(Stored data entries)
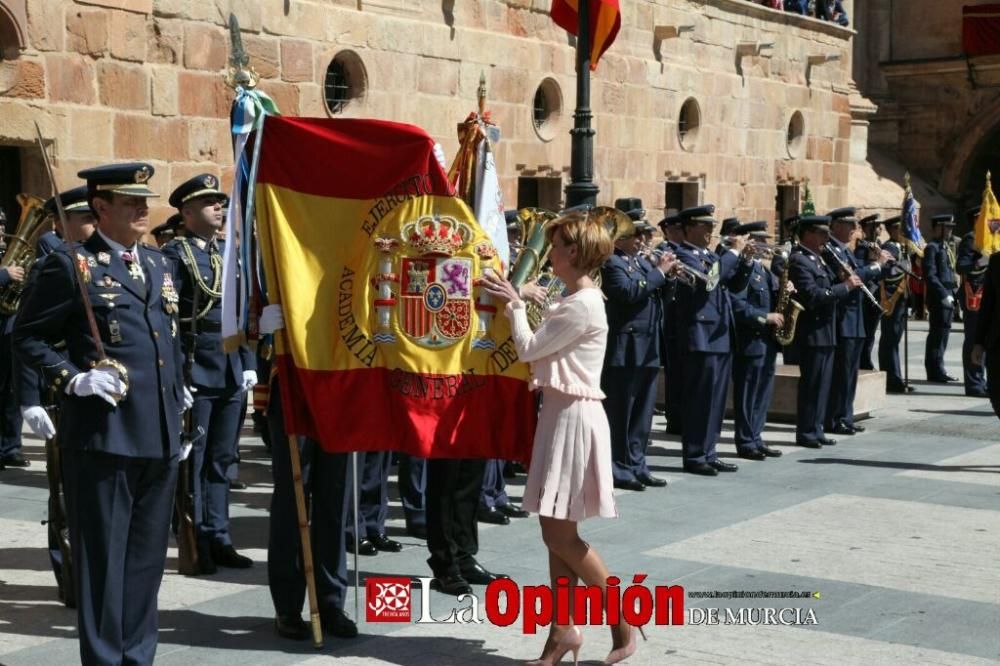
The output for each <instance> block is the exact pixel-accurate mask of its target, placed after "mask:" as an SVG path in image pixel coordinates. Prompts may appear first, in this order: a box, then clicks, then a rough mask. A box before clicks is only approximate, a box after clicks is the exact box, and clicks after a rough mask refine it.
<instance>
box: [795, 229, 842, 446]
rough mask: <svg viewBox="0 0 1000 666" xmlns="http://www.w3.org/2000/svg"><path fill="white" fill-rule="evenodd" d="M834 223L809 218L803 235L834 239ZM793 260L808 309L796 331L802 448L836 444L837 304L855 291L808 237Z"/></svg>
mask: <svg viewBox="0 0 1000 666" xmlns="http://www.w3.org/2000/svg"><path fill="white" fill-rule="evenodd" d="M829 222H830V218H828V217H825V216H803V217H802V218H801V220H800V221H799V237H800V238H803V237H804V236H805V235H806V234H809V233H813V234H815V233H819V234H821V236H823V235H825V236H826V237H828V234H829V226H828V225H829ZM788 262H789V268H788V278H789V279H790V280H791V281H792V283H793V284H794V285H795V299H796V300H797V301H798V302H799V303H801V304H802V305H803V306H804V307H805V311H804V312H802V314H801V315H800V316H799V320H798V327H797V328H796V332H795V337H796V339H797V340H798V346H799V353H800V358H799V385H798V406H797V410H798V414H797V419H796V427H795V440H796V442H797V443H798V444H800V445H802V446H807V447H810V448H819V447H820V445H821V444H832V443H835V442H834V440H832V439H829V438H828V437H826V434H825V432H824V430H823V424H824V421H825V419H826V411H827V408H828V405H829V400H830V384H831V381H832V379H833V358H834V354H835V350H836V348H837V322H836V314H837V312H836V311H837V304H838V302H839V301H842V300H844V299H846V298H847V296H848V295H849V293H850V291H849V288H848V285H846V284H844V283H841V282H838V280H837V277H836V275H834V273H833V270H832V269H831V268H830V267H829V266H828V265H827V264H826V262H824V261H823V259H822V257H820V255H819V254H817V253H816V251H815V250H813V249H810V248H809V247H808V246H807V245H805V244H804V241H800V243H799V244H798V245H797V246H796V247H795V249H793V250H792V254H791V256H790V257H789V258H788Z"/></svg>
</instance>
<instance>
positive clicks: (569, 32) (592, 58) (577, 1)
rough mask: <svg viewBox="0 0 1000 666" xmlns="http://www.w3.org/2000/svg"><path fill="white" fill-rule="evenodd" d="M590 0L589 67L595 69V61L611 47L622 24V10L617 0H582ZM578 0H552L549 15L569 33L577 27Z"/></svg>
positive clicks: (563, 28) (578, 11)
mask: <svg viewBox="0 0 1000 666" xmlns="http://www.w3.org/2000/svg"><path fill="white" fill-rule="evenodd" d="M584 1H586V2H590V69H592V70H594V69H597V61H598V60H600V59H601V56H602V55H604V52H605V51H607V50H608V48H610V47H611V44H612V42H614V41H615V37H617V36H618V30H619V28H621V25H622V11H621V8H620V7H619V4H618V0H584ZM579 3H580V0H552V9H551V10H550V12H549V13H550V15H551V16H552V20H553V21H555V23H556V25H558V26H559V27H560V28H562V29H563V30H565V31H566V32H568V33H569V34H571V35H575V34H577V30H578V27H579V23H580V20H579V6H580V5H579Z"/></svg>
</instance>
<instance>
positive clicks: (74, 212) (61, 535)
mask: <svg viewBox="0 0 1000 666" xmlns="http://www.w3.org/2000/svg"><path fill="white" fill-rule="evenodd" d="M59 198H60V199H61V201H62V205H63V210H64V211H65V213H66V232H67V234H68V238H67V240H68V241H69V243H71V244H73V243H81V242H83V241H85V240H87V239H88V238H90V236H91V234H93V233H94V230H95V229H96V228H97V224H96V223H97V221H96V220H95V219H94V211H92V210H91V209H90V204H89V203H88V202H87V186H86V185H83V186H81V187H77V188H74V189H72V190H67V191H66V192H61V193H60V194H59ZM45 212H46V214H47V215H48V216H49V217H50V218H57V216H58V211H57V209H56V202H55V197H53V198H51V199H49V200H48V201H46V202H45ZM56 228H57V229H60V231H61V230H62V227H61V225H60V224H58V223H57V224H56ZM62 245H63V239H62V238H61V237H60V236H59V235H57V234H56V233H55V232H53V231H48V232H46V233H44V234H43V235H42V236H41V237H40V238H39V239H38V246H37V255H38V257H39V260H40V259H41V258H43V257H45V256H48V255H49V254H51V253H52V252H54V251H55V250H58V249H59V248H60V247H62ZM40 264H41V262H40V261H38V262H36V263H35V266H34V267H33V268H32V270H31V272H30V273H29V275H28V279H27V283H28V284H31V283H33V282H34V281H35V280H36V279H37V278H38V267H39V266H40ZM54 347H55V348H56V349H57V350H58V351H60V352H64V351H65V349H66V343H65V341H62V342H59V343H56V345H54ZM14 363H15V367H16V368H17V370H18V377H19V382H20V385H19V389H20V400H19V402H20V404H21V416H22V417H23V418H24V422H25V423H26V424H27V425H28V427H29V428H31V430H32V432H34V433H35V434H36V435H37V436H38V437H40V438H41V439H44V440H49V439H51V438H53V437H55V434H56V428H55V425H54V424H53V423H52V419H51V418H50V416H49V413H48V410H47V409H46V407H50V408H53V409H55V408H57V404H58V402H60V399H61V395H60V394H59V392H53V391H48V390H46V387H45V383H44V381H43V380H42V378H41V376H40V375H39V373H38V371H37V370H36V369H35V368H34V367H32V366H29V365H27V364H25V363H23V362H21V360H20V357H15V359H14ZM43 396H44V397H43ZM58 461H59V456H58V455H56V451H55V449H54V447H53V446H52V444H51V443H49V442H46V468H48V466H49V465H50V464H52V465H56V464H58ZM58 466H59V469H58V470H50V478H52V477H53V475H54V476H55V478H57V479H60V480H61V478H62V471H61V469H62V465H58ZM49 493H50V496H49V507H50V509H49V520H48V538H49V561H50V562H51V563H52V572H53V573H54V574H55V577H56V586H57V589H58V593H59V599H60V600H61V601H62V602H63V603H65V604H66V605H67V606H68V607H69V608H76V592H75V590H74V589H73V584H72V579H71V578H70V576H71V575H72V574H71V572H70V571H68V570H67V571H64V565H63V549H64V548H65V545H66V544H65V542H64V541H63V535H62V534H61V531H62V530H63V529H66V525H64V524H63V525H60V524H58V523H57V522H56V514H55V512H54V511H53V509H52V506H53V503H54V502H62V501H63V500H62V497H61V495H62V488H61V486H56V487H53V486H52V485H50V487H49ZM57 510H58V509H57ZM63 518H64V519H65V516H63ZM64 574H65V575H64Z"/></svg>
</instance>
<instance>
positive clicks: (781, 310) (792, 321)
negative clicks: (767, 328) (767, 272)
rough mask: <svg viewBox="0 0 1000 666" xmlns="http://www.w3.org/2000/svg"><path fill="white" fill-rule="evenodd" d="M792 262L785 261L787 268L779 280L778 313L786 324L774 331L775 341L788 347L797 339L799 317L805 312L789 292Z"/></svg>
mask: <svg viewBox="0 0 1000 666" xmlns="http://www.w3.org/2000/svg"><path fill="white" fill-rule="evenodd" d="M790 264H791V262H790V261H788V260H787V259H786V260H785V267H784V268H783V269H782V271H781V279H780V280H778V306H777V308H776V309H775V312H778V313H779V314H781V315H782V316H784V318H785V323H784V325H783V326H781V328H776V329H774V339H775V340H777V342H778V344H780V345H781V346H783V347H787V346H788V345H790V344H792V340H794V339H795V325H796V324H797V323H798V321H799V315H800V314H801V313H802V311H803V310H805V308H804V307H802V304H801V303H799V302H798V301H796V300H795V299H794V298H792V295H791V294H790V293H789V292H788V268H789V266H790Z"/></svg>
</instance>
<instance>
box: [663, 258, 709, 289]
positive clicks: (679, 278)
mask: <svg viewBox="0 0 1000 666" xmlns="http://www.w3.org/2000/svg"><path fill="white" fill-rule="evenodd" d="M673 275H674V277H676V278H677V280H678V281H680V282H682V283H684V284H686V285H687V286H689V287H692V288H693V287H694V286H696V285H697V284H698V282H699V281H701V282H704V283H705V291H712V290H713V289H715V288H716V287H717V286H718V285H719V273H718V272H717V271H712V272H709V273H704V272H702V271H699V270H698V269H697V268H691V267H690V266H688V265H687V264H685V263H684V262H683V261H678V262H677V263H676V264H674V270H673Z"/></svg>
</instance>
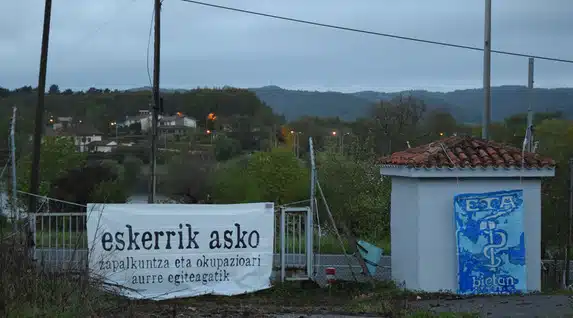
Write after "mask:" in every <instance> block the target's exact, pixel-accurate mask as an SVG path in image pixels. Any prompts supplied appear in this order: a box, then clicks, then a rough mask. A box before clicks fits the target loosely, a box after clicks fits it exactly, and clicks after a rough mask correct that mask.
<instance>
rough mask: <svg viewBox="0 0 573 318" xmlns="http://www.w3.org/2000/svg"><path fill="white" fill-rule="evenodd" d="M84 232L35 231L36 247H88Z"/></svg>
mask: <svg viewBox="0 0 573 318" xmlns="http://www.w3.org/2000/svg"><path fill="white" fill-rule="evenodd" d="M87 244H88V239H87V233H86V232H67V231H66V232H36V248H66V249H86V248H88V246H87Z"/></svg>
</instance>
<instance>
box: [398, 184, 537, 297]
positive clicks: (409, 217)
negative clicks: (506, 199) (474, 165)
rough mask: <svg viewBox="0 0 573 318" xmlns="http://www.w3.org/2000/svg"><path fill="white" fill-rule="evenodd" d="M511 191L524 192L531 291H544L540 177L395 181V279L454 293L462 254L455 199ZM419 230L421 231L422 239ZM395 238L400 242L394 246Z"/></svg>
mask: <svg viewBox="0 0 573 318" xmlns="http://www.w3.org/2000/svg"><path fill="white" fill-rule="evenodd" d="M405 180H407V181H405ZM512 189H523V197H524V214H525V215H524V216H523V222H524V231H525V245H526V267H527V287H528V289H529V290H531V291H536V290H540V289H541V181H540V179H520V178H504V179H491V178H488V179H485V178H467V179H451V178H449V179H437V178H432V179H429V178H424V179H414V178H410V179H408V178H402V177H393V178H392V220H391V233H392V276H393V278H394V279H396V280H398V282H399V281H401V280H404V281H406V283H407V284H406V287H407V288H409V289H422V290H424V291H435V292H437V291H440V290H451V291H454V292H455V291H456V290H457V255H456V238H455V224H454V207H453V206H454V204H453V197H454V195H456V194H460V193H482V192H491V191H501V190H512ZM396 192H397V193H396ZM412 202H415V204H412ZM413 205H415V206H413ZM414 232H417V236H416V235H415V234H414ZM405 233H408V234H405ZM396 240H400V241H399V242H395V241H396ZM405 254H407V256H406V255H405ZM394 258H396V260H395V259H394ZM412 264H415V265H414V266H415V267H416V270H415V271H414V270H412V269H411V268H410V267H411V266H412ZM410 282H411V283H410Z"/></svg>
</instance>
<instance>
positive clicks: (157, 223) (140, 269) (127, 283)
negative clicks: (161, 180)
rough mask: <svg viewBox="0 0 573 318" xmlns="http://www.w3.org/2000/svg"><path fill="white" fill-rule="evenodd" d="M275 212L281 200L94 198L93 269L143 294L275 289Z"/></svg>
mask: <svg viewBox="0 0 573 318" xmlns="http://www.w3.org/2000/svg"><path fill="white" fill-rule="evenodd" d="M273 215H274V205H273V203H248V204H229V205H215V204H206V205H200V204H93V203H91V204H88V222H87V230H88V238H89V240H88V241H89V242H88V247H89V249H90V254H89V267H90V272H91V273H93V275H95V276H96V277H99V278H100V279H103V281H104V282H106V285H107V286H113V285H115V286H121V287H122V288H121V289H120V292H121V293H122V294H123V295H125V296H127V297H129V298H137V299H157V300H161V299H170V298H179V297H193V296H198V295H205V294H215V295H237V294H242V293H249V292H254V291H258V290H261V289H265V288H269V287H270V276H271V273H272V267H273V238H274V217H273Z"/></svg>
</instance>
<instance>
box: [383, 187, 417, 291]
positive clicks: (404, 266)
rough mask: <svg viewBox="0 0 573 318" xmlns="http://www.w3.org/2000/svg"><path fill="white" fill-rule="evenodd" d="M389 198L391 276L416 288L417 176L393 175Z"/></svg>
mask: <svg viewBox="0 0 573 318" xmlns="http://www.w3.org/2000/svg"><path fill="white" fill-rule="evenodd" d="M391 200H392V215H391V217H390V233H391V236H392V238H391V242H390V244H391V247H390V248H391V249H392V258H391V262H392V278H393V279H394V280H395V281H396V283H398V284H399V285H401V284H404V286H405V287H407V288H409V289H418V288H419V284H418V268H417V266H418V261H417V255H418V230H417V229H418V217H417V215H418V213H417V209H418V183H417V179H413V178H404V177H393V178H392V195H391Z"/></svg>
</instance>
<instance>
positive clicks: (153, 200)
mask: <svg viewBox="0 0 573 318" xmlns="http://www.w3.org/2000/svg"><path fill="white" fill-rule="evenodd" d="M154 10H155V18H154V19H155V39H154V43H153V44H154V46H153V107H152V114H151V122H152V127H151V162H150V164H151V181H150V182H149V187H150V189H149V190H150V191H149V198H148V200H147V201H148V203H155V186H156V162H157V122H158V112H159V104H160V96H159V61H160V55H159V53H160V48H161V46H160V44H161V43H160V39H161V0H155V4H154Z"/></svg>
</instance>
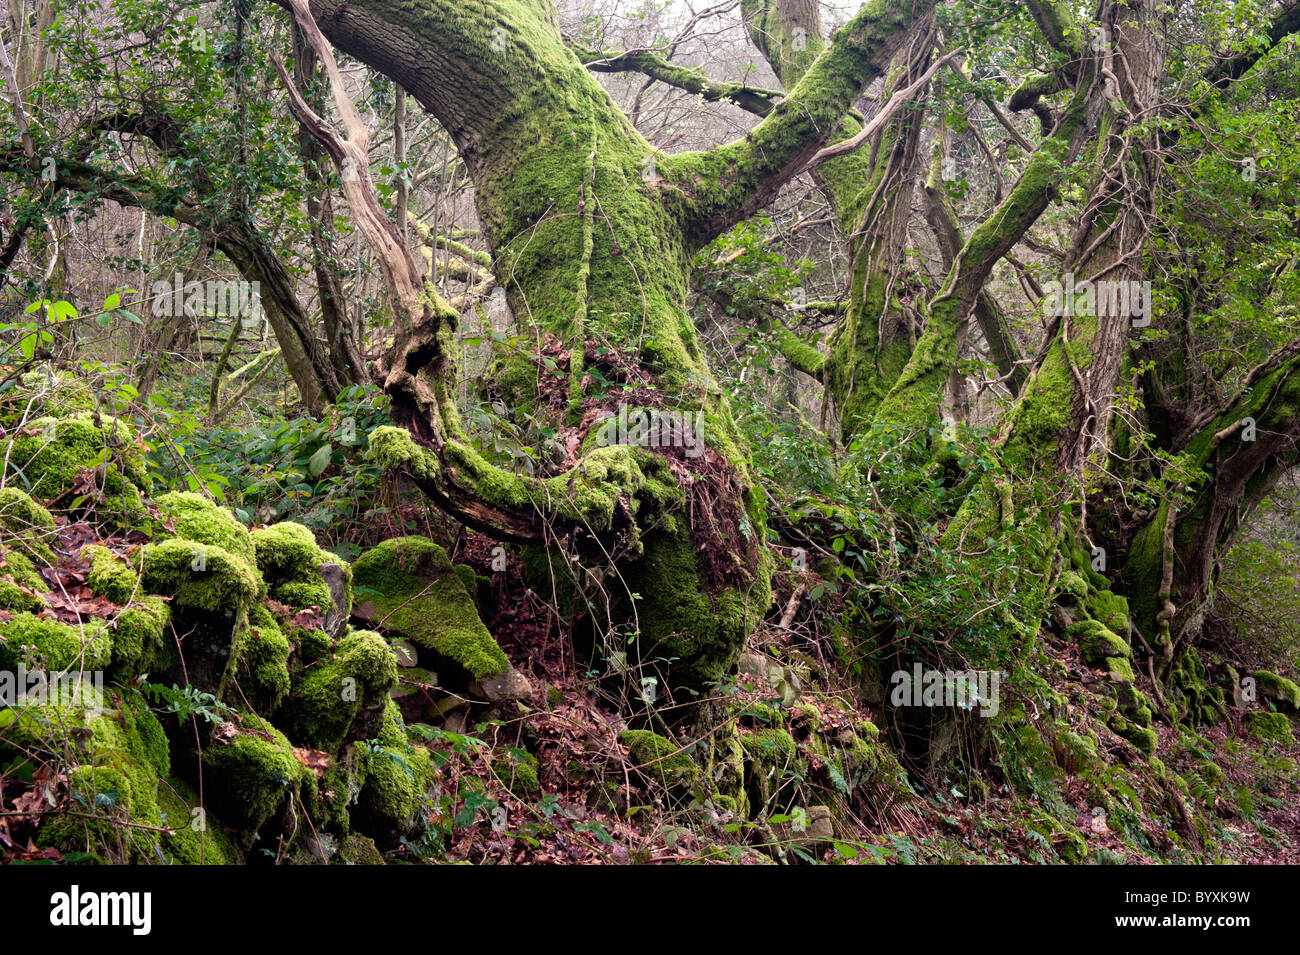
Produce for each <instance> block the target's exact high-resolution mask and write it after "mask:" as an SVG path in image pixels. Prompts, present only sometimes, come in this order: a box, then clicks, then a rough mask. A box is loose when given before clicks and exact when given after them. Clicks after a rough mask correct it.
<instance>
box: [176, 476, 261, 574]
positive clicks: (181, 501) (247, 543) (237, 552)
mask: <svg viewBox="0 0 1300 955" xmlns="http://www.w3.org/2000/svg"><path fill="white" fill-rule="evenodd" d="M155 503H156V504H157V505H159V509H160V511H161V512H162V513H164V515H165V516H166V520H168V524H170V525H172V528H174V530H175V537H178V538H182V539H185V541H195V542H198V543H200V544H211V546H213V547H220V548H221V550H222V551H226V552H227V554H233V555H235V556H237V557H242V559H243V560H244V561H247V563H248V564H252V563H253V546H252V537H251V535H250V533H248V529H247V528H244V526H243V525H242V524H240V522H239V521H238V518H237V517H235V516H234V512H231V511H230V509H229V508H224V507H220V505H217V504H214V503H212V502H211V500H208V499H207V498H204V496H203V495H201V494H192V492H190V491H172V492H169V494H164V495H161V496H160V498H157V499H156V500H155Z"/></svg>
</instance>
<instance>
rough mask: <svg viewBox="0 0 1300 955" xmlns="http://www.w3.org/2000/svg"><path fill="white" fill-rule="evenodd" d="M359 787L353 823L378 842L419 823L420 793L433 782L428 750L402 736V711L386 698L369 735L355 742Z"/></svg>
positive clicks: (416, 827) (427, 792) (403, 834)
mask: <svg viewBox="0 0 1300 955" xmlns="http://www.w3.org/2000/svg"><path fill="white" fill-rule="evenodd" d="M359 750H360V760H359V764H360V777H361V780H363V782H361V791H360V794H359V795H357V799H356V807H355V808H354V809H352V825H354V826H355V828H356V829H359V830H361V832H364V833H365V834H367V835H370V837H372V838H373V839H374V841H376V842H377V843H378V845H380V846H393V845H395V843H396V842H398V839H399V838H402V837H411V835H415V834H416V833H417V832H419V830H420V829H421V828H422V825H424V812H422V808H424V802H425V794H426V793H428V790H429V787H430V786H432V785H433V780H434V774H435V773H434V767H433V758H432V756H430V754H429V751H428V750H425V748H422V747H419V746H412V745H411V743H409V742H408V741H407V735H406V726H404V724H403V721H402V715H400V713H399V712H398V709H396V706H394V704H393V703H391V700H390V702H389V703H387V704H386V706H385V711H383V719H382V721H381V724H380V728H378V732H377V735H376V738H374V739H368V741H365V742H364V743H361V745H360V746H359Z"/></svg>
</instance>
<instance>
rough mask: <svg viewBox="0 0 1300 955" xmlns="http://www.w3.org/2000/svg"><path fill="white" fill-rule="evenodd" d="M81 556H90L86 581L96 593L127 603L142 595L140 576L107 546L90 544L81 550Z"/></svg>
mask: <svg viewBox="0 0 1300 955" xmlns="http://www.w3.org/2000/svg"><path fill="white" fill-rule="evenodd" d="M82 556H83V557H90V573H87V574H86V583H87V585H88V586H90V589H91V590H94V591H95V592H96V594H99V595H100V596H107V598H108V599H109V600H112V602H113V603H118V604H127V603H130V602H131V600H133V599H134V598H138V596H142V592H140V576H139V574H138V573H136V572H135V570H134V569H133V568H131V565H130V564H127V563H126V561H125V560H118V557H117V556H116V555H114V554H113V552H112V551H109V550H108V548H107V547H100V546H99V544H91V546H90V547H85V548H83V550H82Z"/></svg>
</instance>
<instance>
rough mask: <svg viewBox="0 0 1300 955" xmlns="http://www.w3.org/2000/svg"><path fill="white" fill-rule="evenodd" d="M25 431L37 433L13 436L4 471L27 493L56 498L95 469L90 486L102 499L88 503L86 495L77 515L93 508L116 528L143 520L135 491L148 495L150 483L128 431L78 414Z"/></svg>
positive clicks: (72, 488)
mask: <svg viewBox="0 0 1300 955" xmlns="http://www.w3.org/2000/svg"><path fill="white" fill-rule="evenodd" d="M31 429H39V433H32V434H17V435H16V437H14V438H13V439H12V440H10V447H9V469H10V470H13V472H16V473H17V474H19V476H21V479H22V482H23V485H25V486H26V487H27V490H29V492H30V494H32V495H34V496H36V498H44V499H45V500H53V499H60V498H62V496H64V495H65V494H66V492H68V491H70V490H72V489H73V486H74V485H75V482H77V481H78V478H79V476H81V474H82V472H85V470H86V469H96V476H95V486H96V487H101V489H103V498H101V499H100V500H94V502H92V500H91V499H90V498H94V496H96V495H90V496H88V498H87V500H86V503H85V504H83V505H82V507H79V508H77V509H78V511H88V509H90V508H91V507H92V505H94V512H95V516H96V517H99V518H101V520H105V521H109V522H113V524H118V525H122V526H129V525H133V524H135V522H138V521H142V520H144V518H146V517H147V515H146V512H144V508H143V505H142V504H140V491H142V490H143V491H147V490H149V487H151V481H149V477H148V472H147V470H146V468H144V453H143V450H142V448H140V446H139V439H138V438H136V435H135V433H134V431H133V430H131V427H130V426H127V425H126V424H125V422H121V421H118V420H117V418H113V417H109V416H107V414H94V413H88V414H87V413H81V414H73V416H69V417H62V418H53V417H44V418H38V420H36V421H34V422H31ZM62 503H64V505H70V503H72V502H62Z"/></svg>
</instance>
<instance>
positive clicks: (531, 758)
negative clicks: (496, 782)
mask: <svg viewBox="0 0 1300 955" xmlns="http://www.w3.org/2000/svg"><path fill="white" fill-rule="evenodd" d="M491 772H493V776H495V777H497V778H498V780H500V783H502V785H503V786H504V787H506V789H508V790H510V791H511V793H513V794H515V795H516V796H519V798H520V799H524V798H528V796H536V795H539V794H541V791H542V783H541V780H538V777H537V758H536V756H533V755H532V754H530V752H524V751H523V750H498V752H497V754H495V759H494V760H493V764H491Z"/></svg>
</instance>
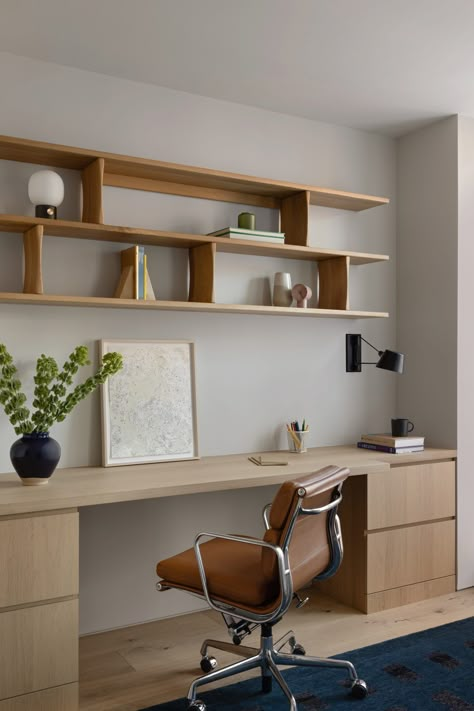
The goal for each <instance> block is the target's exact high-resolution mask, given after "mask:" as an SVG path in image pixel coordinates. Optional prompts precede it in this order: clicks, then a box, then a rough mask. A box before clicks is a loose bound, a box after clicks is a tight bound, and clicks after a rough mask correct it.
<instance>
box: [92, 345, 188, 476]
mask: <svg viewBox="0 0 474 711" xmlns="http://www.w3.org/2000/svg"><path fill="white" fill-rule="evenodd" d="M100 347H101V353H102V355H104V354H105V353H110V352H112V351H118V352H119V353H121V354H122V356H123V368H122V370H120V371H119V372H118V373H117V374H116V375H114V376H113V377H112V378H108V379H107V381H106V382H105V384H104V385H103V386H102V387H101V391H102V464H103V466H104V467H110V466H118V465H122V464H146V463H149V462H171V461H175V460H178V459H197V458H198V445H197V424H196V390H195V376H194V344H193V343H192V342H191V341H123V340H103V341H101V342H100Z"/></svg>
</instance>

» Task directions
Reproduce only the lines from the beginning of the data through the line that contains "box: [795, 229, 842, 446]", both included, and please drop the pictures.

» Task output
The output for each <instance> block is the exact pixel-accurate mask of its target, placed after "mask:" as an SVG path in image pixel coordinates. Prompts may appear first, in this order: a box, then clicks, then a rough mask. A box before clicks is only approximate, a box after clicks is the exact box, and clicks after a rough mask refine it.
<instance>
box: [795, 229, 842, 446]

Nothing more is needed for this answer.